> _Directions for this task_:
Extract everything from "Adding parse_all to" down to "more complicated grammar." in the pyparsing answer, copying it word for word.

What causes this unintuitive behavior and how can it be mitigated?
Issues with the grammar being that: you are encapsulating OneOrMore in delimited_list and you only want the outer one, and you aren't telling the parser how your data needs to be structured to give the names meaning.
You also don't need the whitespace suppression as it is automatic.
Adding parse_all to the parse_string function will help to see where not everything is being consumed.
name_values_grammar = pp.delimited_list(
pp.Group(
pp.oneOf(keywords,as_keyword=True).setResultsName("key",list_all_matches=True)
+ pp.Suppress(pp.Literal(':'))
+ pp.delimited_list(
pp.Word(pp.printables, exclude_chars=':,').setResultsName('value', list_all_matches=True)
, delim=',')
)
, delim='•'
).setResultsName('tag', list_all_matches=True)
Should i use parse actions? As you can see, you don't technically need to, but you've ended up with a data structure that might be less efficient for what you want. If the grammar gets more complicated, I think using some parse actions would make sense. Take a look below for some examples to map the key names (only if they are found), and cleaning up list parsing for a more complicated grammar.

> _Record set_:
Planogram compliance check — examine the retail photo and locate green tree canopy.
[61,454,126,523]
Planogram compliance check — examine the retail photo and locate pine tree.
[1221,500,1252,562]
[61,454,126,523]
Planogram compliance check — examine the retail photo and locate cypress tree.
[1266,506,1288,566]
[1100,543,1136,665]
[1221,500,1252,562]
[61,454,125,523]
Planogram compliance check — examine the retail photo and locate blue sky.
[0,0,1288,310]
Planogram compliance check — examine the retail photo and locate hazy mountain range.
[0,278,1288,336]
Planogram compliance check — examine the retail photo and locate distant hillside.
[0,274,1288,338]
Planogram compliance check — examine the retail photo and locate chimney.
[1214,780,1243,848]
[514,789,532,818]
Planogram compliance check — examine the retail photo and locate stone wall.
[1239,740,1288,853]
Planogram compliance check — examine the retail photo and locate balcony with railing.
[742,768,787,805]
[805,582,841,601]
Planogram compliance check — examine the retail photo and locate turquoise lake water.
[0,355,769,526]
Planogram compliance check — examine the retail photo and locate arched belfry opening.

* * *

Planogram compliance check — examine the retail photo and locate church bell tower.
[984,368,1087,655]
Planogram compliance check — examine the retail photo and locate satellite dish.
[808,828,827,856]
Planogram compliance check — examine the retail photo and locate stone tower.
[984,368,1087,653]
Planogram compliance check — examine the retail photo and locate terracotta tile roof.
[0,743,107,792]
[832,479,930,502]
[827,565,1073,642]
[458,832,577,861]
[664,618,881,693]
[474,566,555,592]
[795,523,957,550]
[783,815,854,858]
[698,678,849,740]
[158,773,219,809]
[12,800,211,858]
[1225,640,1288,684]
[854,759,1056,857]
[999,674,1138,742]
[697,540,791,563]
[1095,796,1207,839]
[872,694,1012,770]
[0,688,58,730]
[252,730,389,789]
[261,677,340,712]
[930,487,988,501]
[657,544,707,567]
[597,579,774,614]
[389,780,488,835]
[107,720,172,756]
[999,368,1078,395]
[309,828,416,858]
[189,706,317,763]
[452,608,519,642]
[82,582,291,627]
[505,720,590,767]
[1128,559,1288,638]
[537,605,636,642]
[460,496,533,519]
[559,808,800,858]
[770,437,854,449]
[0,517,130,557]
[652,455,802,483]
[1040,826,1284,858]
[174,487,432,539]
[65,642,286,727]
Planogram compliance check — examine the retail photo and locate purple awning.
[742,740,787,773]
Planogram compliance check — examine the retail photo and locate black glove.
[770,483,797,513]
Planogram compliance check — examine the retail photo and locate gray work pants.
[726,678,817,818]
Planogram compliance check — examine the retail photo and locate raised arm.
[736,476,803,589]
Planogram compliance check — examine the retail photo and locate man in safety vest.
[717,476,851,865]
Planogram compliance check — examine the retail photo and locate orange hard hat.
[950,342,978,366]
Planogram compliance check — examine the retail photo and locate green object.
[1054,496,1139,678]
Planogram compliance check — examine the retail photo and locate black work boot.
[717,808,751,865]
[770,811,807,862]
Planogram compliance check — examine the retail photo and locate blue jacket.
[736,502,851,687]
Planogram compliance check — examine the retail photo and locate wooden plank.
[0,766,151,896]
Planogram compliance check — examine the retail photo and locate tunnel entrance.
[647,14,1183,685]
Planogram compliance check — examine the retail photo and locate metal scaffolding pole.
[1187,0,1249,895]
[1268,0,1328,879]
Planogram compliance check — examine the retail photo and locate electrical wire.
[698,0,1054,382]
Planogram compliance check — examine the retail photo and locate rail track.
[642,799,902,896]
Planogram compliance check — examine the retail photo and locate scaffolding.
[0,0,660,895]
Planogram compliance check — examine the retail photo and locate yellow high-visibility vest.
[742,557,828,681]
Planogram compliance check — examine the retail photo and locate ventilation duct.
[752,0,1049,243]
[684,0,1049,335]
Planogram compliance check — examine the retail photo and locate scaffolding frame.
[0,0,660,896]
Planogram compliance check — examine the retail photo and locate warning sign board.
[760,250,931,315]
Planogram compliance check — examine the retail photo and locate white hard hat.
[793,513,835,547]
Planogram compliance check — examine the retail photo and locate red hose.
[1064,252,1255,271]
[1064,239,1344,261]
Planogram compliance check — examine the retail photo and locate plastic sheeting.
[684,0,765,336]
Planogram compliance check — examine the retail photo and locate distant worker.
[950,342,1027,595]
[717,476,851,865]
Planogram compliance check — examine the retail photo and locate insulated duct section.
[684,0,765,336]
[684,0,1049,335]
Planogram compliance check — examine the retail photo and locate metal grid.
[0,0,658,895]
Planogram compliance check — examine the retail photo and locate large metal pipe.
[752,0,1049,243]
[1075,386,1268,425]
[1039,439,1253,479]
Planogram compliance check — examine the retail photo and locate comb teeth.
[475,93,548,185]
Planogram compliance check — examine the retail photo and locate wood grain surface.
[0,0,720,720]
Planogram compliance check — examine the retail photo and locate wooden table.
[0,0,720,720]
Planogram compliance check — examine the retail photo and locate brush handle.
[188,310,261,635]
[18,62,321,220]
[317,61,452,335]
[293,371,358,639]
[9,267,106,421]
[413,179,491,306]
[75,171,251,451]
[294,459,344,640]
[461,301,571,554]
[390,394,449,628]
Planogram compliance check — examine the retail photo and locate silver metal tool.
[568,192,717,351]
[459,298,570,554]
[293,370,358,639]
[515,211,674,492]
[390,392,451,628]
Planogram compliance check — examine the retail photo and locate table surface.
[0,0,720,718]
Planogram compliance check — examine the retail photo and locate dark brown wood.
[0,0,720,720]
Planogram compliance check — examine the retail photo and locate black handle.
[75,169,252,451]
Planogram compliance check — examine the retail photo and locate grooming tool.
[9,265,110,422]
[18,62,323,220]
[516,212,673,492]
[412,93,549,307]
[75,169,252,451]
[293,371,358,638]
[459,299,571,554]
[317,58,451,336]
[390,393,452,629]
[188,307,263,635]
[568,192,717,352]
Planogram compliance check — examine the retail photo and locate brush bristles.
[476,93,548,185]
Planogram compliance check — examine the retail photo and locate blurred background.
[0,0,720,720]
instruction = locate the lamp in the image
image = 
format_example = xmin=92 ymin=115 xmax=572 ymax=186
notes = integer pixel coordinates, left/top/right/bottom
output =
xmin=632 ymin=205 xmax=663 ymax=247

> _Result for this exercise_:
Adding parse_all to the parse_string function will help to see where not everything is being consumed.
name_values_grammar = pp.delimited_list(
pp.Group(
pp.oneOf(keywords,as_keyword=True).setResultsName("key",list_all_matches=True)
+ pp.Suppress(pp.Literal(':'))
+ pp.delimited_list(
pp.Word(pp.printables, exclude_chars=':,').setResultsName('value', list_all_matches=True)
, delim=',')
)
, delim='•'
).setResultsName('tag', list_all_matches=True)
Should i use parse actions? As you can see, you don't technically need to, but you've ended up with a data structure that might be less efficient for what you want. If the grammar gets more complicated, I think using some parse actions would make sense. Take a look below for some examples to map the key names (only if they are found), and cleaning up list parsing for a more complicated grammar.